#### [Data records]
■ ■ ■ ■ ■ ■ ■

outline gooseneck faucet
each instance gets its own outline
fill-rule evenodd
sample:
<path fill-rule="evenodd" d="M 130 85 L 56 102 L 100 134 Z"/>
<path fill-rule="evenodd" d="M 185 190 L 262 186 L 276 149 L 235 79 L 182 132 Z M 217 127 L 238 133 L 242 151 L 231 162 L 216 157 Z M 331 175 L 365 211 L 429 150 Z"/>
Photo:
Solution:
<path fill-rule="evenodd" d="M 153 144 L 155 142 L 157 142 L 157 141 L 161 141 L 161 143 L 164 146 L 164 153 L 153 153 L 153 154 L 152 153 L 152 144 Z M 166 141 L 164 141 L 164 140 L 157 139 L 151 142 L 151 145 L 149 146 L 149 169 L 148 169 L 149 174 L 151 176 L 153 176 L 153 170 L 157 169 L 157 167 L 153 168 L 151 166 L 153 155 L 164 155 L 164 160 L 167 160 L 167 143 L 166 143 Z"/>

■ ■ ■ ■ ■ ■ ■

#### [STATED TASK]
Convert every line of the entries into a JSON array of strings, one string per line, skipping blank lines.

#### [EXERCISE ANSWER]
[
  "outline gooseneck faucet",
  "each instance gets its own outline",
  "fill-rule evenodd",
  "sample:",
  "<path fill-rule=\"evenodd\" d=\"M 130 85 L 56 102 L 100 134 Z\"/>",
  "<path fill-rule=\"evenodd\" d=\"M 185 190 L 262 186 L 276 149 L 235 79 L 182 132 Z M 217 127 L 238 133 L 242 151 L 231 162 L 216 157 Z M 331 175 L 365 211 L 429 150 Z\"/>",
  "Photo:",
  "Solution:",
  "<path fill-rule=\"evenodd\" d=\"M 153 144 L 155 142 L 157 142 L 157 141 L 161 141 L 161 143 L 164 146 L 164 153 L 153 153 L 153 154 L 152 153 L 152 144 Z M 166 141 L 164 141 L 164 140 L 157 139 L 151 142 L 151 145 L 149 146 L 149 169 L 148 169 L 149 174 L 151 176 L 153 176 L 153 170 L 157 169 L 157 167 L 153 168 L 151 166 L 153 155 L 164 155 L 164 160 L 167 160 L 167 143 L 166 143 Z\"/>"
]